Required tasks »
(a) In the figure legend below, what color marks deletions in the CNV mapping plot?
(b) Please decide whether each statement agrees with the figure legend below, answering yes or no and quoting the deciding words: (i) Outliers are displayed in the boxplots. (ii) Duplications are shown in green. (iii) Primary amenorrhea corresponds to an age at menarche above 16 years.

MARF1 as a putative gene involved in human female reproduction (A and B) Boxplots representing age at menarche (A) and menopause (B) in individuals with a 16p13.11 (A, chr16: 15,120,501–16,308,285; B, chr16: 15,151,451–16,308,285) overlapping deletion, copy-neutrality, or duplication. Copy number (CN) and sample size (n) are reported for each category; dots show the mean; boxes show the first (Q1), second (median, thick line), and third (Q3) quartiles; lower and upper whiskers show the most extreme value within Q1 minus and Q3 plus 1.5× the interquartile range, respectively; notches represent median ± 1.58 × IQR/√n; outliers are not shown; light red backgrounds indicate pathogenic values corresponding to primary amenorrhea (age at menarche > 16 years) (A) and premature ovarian insufficiency (age at menopause < 40 years), respectively (B). (C) Mapping of CNVs overlapping the 16p13.11 CNV region (chr16: 15,120,501–16,308,285). Number and frequency of duplications and deletions are at the top left; left plot shows all overlapping CNVs; right plot focuses on the associated CNV region delineated with red dashed lines; duplications are in green, deletions in orange; black lines indicate the lead signal for age at menarche (mirror) and menopause (duplication-only); purple line indicates age at menarche-associated SNP; overlapping recurrent DECIPHER CNV is shown in black and protein-coding genes are colored according to the upper bound of the confidence interval for the observed/expected (o/e) mutation ratio in gnomAD.

Data to examine »
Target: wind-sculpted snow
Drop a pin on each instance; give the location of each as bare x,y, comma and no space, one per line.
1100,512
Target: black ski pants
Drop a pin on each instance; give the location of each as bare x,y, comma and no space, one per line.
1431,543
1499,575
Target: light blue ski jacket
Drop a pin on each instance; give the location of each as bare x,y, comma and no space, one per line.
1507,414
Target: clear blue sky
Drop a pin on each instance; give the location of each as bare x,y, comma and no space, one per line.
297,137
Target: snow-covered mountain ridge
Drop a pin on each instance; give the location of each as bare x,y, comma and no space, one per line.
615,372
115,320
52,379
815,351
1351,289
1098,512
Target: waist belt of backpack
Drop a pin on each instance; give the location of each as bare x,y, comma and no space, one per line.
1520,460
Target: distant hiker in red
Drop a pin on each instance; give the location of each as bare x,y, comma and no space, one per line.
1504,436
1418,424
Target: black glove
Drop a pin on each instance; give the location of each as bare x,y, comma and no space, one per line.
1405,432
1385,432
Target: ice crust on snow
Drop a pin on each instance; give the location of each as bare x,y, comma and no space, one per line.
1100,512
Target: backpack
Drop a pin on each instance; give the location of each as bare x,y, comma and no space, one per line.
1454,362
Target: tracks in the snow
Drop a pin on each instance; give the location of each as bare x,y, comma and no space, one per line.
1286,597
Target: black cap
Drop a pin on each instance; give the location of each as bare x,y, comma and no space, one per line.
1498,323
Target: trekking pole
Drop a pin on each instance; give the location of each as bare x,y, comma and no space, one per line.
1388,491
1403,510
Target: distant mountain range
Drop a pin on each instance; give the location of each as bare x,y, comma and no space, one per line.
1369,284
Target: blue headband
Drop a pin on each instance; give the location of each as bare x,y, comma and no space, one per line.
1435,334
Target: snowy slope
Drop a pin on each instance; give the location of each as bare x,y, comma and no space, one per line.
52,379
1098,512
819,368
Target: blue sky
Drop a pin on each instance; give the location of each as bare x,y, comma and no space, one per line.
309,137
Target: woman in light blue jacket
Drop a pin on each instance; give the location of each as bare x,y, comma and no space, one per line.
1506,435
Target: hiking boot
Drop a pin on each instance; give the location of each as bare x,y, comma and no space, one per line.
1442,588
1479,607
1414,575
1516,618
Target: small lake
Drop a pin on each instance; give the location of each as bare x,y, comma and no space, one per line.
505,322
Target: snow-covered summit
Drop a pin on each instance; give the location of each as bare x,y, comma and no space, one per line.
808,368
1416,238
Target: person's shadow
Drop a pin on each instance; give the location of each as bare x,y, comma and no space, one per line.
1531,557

Outputs by task »
(a) Orange.

(b)
(i) No: "outliers are not shown"
(ii) Yes: "duplications are in green"
(iii) Yes: "primary amenorrhea (age at menarche > 16 years)"